start

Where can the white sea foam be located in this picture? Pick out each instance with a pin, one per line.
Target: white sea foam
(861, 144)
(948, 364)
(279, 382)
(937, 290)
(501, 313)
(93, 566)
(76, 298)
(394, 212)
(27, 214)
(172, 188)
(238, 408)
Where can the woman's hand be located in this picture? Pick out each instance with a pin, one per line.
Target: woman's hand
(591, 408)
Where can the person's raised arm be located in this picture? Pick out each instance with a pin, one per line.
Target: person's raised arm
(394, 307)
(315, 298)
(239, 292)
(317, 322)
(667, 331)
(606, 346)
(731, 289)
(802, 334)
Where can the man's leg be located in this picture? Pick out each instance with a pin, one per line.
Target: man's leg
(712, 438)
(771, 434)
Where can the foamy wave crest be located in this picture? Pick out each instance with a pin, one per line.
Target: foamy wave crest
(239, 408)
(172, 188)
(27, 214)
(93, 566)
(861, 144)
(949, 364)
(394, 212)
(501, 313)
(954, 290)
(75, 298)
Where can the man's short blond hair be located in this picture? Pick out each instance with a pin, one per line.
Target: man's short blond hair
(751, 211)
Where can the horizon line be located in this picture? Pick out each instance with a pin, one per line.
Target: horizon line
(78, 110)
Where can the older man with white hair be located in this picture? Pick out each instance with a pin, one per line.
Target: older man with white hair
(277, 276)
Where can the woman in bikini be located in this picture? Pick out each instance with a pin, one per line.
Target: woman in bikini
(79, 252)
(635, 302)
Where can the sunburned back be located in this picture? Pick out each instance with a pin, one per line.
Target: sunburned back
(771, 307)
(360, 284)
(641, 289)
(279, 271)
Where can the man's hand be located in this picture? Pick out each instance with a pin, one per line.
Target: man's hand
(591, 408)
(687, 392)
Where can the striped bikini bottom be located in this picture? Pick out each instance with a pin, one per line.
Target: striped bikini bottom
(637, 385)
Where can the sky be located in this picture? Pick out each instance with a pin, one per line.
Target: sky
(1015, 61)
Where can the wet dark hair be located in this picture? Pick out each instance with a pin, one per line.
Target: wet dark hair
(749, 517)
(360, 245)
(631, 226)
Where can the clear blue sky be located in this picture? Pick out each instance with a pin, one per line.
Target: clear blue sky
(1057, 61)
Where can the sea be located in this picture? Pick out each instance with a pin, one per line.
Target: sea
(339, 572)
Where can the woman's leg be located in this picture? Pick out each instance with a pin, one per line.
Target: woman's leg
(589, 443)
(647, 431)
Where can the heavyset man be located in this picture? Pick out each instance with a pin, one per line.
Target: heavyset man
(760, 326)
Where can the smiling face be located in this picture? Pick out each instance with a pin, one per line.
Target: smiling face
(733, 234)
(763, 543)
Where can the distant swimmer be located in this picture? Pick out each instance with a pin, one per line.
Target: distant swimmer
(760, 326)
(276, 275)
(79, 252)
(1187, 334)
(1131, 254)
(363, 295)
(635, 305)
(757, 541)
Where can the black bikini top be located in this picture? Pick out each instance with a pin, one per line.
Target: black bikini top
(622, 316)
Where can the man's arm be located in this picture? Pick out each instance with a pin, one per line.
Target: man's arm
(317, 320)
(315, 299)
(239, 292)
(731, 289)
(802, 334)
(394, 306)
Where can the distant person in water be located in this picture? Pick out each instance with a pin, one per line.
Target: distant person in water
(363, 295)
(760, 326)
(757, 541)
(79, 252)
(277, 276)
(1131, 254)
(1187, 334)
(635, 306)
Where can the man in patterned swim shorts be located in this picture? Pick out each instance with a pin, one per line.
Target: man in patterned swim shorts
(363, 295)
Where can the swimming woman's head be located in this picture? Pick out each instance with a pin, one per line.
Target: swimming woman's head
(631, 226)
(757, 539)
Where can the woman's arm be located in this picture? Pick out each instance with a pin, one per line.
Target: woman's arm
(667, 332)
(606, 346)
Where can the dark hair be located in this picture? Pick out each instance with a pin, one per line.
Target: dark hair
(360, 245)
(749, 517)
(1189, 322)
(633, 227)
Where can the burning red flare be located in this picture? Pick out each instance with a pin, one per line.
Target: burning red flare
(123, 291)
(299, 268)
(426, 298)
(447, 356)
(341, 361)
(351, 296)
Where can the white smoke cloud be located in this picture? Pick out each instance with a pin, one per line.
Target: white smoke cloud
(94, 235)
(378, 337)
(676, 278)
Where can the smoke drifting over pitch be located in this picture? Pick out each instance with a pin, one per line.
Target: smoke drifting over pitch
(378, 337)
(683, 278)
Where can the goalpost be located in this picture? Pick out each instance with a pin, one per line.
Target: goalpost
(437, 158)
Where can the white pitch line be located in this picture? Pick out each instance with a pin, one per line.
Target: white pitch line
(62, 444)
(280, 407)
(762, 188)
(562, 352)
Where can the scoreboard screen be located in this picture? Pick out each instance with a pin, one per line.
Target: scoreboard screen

end

Required task:
Locate the line that contains "Where can the distant person". Repeat it and every line after it, up to and including the final line, exactly.

Written solution:
Where can the distant person in water be located in this picture? Pick out each instance with a pin, one per line.
Target: distant person in water
(363, 295)
(760, 326)
(757, 541)
(79, 252)
(277, 276)
(1131, 254)
(1187, 334)
(635, 306)
Where can the man in patterned swim shorts be located in this picture? Pick out each instance with a pin, one per line.
Target: man in patterned swim shorts
(363, 295)
Where can the swimming woman's head be located in this picture? Pick out each instance with a pin, one per line.
Target: swimming woman's head
(631, 226)
(757, 539)
Where can the woman's arm be located in this picture? Pick out each instance with a pin, one per line.
Target: woman's arm
(667, 332)
(606, 346)
Where can the dark hair be located in this picture? Pick out each instance with a pin, one per line.
Target: dark hair
(360, 245)
(749, 517)
(1189, 322)
(633, 227)
Where can the burning red flare be located in this picture? Pick out each instance with a pin, one per line.
Target: burning red flare
(123, 291)
(299, 268)
(426, 298)
(447, 356)
(341, 361)
(351, 296)
Where can the white smoke cloud be located in this picture? Pick out each instance with a pin, one per line.
Target: white smoke cloud
(94, 235)
(378, 337)
(676, 278)
Where can the smoke drifting over pitch be located in this picture? Pick out each instance with a pin, one per line.
Target: smoke drifting over pitch
(378, 337)
(683, 278)
Where can the goalpost be located in this picture? Pick out each instance with a pin, one per line.
Target: goalpost
(437, 158)
Where can the white pitch line be located in this picture? Pick out each instance with a pin, one per line.
Target: white pitch line
(62, 444)
(280, 407)
(762, 188)
(562, 352)
Where can the scoreboard screen be located in this picture? Pick out each instance with a pin, one per line.
Target: scoreboard screen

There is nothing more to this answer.